*** Block opens ***
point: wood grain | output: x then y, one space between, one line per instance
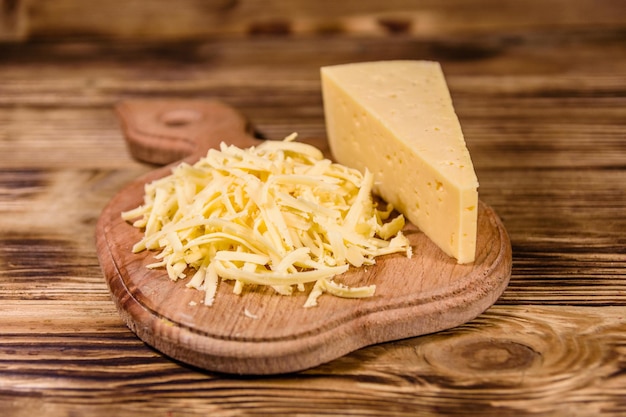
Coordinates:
540 95
427 293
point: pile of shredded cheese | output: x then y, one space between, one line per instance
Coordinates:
278 214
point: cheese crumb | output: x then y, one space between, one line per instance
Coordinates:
278 214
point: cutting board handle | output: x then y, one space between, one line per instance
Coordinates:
163 131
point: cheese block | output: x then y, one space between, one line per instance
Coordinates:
396 119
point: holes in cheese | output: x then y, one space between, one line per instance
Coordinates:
396 118
278 214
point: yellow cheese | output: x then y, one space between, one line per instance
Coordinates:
278 214
396 119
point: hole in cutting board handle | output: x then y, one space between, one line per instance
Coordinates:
163 131
180 117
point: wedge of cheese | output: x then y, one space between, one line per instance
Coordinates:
396 119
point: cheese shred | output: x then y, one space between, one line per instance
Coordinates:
278 214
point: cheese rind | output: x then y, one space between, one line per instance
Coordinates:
396 119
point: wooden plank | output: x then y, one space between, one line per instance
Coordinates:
512 360
193 19
14 20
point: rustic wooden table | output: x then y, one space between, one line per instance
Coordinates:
540 88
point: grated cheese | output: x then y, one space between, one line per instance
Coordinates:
278 214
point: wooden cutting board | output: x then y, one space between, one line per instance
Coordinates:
259 331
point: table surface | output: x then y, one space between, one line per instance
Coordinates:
541 96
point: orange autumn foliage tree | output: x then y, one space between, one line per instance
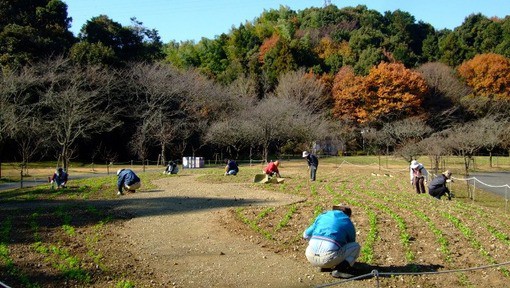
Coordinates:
267 45
389 92
488 75
347 88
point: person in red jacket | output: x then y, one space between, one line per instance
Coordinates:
272 169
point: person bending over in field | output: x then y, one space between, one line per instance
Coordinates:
332 242
231 168
127 180
437 187
60 178
272 169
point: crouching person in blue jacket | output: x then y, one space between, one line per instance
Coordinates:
127 180
332 242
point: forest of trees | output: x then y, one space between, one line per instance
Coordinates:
352 77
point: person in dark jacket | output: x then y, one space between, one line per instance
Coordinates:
272 169
332 242
60 178
127 180
419 176
231 168
313 164
437 187
171 168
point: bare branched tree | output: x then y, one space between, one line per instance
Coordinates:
493 128
435 148
405 134
445 93
77 103
465 140
305 89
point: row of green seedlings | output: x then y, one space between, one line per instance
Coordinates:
404 236
5 257
61 258
495 231
413 206
462 208
469 235
367 249
440 238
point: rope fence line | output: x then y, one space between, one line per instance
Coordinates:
476 180
375 273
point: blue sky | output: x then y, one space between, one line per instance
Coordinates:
194 19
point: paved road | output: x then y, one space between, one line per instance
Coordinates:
495 182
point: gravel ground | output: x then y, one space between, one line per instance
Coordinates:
181 234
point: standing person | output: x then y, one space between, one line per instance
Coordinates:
171 168
231 168
127 180
419 176
437 187
332 242
60 177
272 169
313 164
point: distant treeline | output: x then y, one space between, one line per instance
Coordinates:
322 78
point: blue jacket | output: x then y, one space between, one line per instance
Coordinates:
126 177
333 226
312 160
232 165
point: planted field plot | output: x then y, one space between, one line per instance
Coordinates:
202 229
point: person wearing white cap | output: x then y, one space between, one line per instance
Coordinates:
418 175
437 187
313 164
332 242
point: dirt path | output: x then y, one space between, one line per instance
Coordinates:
181 236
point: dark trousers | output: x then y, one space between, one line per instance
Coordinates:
313 172
419 184
439 192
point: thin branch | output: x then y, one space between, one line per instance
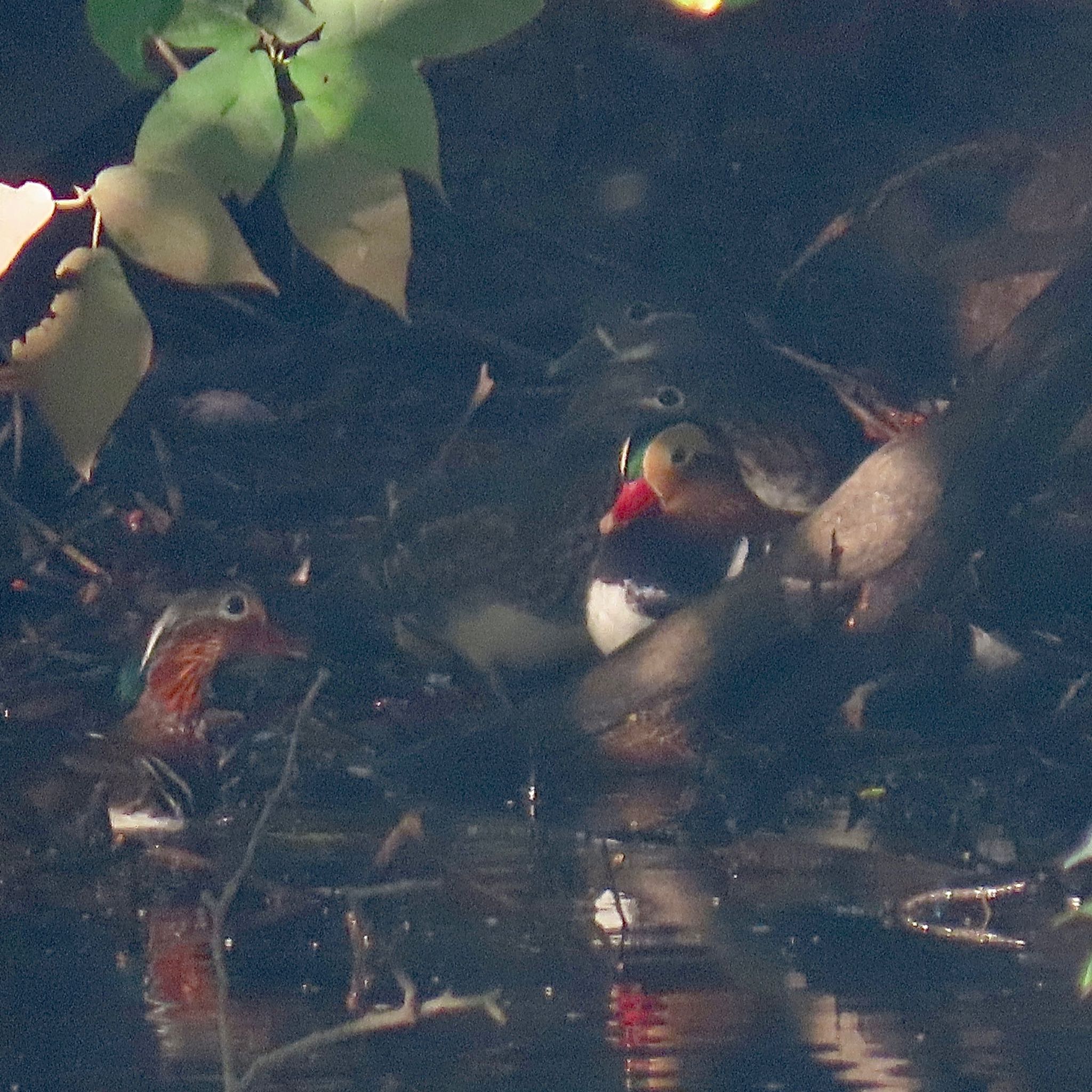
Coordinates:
*** Block closes ***
→ ABOUT THIS EXERCISE
Each line in the data that holds the string "cutting" needs to be copied.

→ THE COMPLETED TASK
point: cutting board handle | output: x then y, one space between, one line per instance
point: hole in cutting board handle | output: x then y, one space between, one line per instance
point: wooden cutting board | output: x then y, one space between, one line per instance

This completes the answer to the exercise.